[Dataset excerpt]
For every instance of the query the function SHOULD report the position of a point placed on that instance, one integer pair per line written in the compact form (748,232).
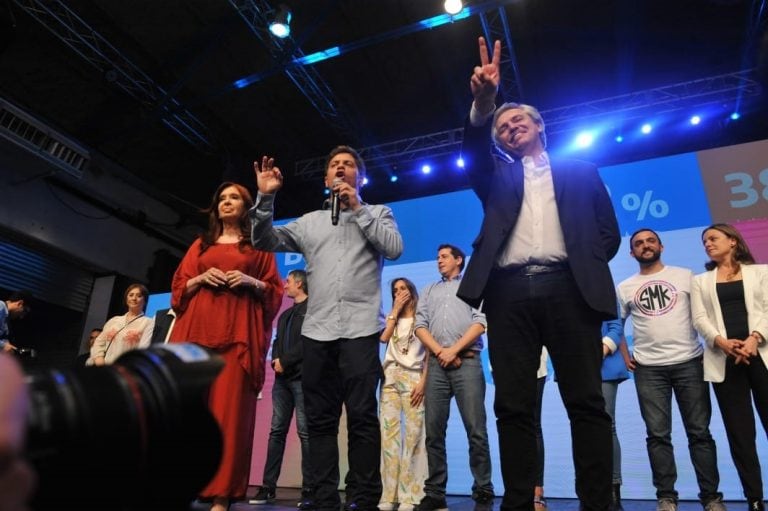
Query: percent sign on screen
(657,208)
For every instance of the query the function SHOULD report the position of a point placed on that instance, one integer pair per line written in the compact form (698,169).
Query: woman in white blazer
(730,310)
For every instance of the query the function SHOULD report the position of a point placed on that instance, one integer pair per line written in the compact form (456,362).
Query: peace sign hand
(269,179)
(485,79)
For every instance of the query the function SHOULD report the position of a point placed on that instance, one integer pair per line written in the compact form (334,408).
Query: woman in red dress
(225,294)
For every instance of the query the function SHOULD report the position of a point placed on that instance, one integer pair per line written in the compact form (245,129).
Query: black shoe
(353,506)
(432,504)
(483,500)
(307,501)
(616,498)
(263,496)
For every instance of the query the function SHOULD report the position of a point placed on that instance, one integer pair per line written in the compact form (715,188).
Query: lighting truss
(722,89)
(62,22)
(257,14)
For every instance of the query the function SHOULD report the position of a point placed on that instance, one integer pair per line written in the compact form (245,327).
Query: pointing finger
(483,51)
(497,53)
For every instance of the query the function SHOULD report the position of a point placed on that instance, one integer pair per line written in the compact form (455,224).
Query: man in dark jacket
(540,269)
(287,356)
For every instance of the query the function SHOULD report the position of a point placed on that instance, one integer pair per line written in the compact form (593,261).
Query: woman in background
(729,304)
(226,294)
(403,456)
(124,333)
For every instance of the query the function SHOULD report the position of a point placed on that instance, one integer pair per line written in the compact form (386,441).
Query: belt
(530,270)
(468,353)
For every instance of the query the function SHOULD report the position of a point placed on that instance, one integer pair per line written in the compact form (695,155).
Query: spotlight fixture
(453,6)
(281,23)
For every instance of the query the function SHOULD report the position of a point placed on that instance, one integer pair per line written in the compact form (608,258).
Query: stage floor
(287,498)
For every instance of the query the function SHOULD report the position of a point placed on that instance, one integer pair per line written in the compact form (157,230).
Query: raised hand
(401,300)
(348,194)
(269,179)
(486,77)
(236,278)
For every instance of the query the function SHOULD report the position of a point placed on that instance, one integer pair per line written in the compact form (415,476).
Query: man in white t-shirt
(667,359)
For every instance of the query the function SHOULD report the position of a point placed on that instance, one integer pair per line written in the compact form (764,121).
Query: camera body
(133,435)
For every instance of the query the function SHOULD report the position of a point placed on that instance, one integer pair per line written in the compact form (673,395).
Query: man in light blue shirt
(15,307)
(343,320)
(450,329)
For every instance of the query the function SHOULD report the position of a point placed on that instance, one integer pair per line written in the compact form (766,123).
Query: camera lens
(133,435)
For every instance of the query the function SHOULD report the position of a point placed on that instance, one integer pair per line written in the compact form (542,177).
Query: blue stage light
(584,139)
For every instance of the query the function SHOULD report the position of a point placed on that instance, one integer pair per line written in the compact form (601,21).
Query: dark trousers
(742,384)
(287,396)
(524,313)
(335,373)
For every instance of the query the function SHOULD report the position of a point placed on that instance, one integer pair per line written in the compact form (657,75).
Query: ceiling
(393,82)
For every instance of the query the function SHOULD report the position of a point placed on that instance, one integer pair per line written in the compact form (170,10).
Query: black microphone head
(335,202)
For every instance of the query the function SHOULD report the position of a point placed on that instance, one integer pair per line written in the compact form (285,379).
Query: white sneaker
(666,504)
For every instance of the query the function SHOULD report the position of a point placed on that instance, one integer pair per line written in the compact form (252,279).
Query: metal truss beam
(722,89)
(257,14)
(496,28)
(62,22)
(727,88)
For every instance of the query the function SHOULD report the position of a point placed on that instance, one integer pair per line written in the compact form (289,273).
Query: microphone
(335,202)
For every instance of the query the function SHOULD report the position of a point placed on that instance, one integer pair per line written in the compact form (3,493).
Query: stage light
(584,139)
(281,24)
(453,6)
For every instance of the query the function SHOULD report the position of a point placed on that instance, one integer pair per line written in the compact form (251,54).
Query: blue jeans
(467,384)
(610,388)
(286,396)
(655,385)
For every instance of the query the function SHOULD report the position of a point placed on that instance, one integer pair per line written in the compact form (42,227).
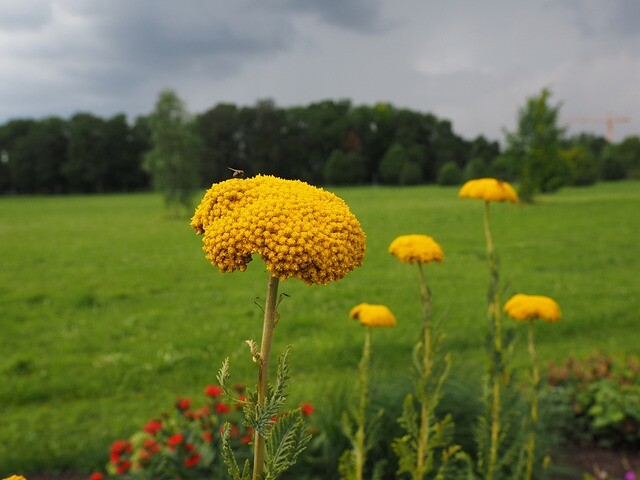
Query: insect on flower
(236,173)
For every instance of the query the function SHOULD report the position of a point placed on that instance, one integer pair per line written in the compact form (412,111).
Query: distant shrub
(604,397)
(502,169)
(612,169)
(449,174)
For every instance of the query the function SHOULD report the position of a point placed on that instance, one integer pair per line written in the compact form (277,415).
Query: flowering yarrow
(373,315)
(489,190)
(299,230)
(523,307)
(416,248)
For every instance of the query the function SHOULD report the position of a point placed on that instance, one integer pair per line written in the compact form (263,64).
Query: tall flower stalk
(353,461)
(493,190)
(424,433)
(268,327)
(299,231)
(528,308)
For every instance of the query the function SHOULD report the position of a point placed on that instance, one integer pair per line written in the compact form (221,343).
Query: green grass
(109,310)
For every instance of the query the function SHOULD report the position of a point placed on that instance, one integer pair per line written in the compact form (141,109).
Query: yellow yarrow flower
(528,307)
(299,230)
(416,248)
(489,190)
(373,315)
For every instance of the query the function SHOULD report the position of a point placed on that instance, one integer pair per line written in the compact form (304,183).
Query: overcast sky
(472,62)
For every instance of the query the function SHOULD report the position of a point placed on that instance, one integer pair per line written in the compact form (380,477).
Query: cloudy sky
(472,62)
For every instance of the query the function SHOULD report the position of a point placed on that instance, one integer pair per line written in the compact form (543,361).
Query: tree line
(324,143)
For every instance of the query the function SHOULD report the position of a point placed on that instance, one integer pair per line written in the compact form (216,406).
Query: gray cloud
(24,15)
(364,16)
(474,63)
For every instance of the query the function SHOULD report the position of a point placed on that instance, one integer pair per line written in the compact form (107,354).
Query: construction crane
(609,122)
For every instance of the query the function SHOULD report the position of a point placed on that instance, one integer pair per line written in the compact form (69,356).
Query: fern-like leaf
(289,437)
(228,455)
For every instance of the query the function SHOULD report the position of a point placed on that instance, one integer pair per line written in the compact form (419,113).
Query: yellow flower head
(489,190)
(299,230)
(528,307)
(416,248)
(373,315)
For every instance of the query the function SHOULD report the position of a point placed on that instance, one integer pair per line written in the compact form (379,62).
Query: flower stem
(535,382)
(496,361)
(364,397)
(423,439)
(268,327)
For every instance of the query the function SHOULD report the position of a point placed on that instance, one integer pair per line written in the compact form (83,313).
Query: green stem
(423,439)
(496,369)
(364,397)
(268,327)
(535,382)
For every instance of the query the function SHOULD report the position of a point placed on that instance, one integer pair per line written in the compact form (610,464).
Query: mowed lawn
(109,310)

→ SHORT EXERCISE:
Repeat only the lines from the one holding "compact form (83,313)." through the last line of the data.

→ SOLUTION FOR THIS TASK:
For every instance of the query the function SHOULD report the position of a point placed on that instance, one integer pair per line written in the compact form (83,313).
Query: green stem
(423,439)
(496,369)
(364,397)
(268,327)
(535,382)
For every instance of the query the function SHOULD report the position of a point placed on that instance, one integer pair per line written in the compact form (610,464).
Query: mowed lawn
(109,310)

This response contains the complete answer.